▸ **Trecho fornecido**:
↓↓↓
Diferente
do que ocorre na maior parte das ações humanitárias, os recursos doados podiam
ser monitorados em tempo real. Além disso, não havia uma entidade central
gerindo a campanha, os apoiadores se organizaram de forma distribuída, em um
modelo conhecido como Decentralized
Autonomous Organization (DAO).
Neste
artigo, exploraremos o conceito de DAO e alguns exemplos de destaque, apontando
aprendizados que podemos extrair de cada um desses casos.
O
que são as DAOs?
As DAOs são a forma nativa da Web3 de organizarem estruturas sociais, como empresas, ONGs e até governos. Baseadas na tecnologia blockchain, distribuem o poder de decisão entre os seus participantes para alcançar objetivos específicos, permitindo maior inclusão e transparência do que as estruturas tradicionais.
Como não há
autoridades em uma DAO, as decisões são tomadas pelos detentores de um
criptoativo específico: o poder de voto de cada participante depende da
quantidade desses tokens em sua
carteira, o que incentiva os interessados na governança a converter parte da
sua riqueza para esse ativo.
Para
entender melhor como surgem essas organizações e o seu potencial, vejamos
alguns exemplos interessantes.
ConstitutionDAO
Em novembro
de 2021, a famosa Sotheby’s anunciou que leiloaria uma das 13 cópias da
primeira constituição dos EUA. A oferta virou tema de fóruns online, em que um grupo de pessoas
decidiu comprar coletivamente a obra. Em apenas uma semana, os interessados
montaram a ConstitutionDAO e captaram recursos online, tendo juntado impressionantes US$ 47 milhões para concorrer
no leilão.
↑↑↑
▸ **Dados fornecidos**:
↓↓↓
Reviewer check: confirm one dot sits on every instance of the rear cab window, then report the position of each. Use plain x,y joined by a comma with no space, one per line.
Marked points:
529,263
↑↑↑
▸ **Lista de tarefas**:
- a) Segundo o trecho sobre DAOs, que estruturas sociais elas podem organizar? Cite todas.
- b) Escreva a continuação do trecho sobre DAOs a partir da última frase apresentada.

▸ **Conjunto de respostas**:
- a) Empresas, ONGs e governos.

- b)
Apesar de
não ter arrematado a obra, a ConstitutionDAO pode ser considerada um caso de
sucesso: mobilizou um grande número de entidades – mais de 7 mil endereços da
rede Ethereum -, demonstrando como a transparência e a segurança das blockchains podem escalar a cooperação
entre pessoas de diferentes países, mesmo que elas não se conheçam, de forma
rápida e barata.
No mundo da arte e dos colecionadores, em especial, o episódio poderá servir de exemplo para novas estruturas organizacionais e novos modelos de negócios, podendo aumentar a participação de pequenos investidores nesse mercado e impactar diretamente as economias dos produtores e consumidores de arte, dos museus e dos curadores…
UkraineDAO
Com o início dos ataques russos na Ucrânia, em fevereiro de 2022, pessoas e instituições de todo o mundo se articularam para apoiar a população local.
Nesse
contexto, artistas e empreendedores engajados na causa e no ecossistema de DAOs
perceberam que muita gente não sabia a quem doar. Decidiram, então, fundar a
UkraineDAO: um fundo na rede Ethereum que encaminharia recursos para os
ucranianos e para ações humanitárias no país.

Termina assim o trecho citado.